As another presidential election gears up, there’s going to be plenty of abortion talk again. I’ve heard abortions can cause serious long-term health effects, but no one ever seems to discuss this. What’s your take?
A: Abortion is such a lightning-rod issue in America that many docs don’t like to talk about it at all. That keeps the health consequences of abortions from getting more serious discussion. I do think that abortions can cause serious health ramifications beyond termination of pregnancy. The main one is the link between abortions and breast cancer.
As it turns out, more than 30 studies have confirmed a relationship between having an abortion and the subsequent development of breast cancer. Dr. Joel Brind, professor of biology and endocrinology at Baruch College in New York, has been crusading to get this information to the public for years, but not one magazine or newspaper has been willing to print his findings.
Surprised? You shouldn’t be.
As you would expect, the mainstream has been virtually silent on this frightening correlation, the one notable exception being a 1999 issue of The Lancet, a respected British medical journal. But let’s face it-this is hardly USA Today or Time magazine.
Even before Dr. Brind’s Lancet article, back in November 1994, a National Cancer Institute (NCI) study done at Hutchinson Cancer Center in Seattle, Washington, disclosed some very similar-and very disturbing-things. The research showed that if an abortion was performed before age 18, the risk of breast cancer increased by 150 percent. If the woman was over 30 and had a family history of mother, sister, grandmother, or aunt with breast cancer the risk went up by 270 percent.
Again, I’m just reporting the facts on this one – and the facts seem to indicate a cancer link.

-=-=-

▸ **Action item A**
Read statements (i), (ii) and (iii) against the column on abortion and breast cancer. For each one, answer yes or no and quote the exact words of the column that decide it: (i) The column says the NCI study was done at Hutchinson Cancer Center in Seattle. (ii) The column says several magazines printed Dr. Brind's findings. (iii) The column says an abortion before age 18 raised the risk of breast cancer by 270 percent.
▸ **Action item B**
Retype the column on abortion and breast cancer from "Surprised? You shouldn’t" to "or Time magazine." without changing anything.

-=-=-

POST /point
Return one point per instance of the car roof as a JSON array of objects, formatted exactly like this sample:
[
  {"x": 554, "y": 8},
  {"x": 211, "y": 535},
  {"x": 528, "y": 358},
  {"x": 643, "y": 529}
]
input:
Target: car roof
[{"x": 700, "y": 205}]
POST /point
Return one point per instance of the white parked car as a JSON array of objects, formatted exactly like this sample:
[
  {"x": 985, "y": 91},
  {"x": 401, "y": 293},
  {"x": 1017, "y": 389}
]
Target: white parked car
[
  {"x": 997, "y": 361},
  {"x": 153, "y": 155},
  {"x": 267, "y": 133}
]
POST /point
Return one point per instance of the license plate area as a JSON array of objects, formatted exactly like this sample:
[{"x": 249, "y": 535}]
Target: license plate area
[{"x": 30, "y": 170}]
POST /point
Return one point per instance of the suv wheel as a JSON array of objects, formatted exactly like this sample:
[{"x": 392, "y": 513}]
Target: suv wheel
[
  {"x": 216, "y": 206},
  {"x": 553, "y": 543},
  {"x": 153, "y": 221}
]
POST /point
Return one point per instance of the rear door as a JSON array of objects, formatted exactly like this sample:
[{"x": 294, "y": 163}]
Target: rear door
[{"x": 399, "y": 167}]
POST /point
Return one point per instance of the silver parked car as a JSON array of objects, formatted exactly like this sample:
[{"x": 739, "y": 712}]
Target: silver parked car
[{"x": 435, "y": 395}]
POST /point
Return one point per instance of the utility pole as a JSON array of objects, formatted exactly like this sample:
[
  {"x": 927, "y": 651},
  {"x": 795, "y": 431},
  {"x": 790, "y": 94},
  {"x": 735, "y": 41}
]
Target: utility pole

-=-=-

▸ **Exercise solution A**
(i) Yes: "a National Cancer Institute (NCI) study done at Hutchinson Cancer Center in Seattle, Washington"
(ii) No: "not one magazine or newspaper has been willing to print his findings."
(iii) No: "if an abortion was performed before age 18, the risk of breast cancer increased by 150 percent."

▸ **Exercise solution B**
Surprised? You shouldn’t be.
As you would expect, the mainstream has been virtually silent on this frightening correlation, the one notable exception being a 1999 issue of The Lancet, a respected British medical journal. But let’s face it-this is hardly USA Today or Time magazine.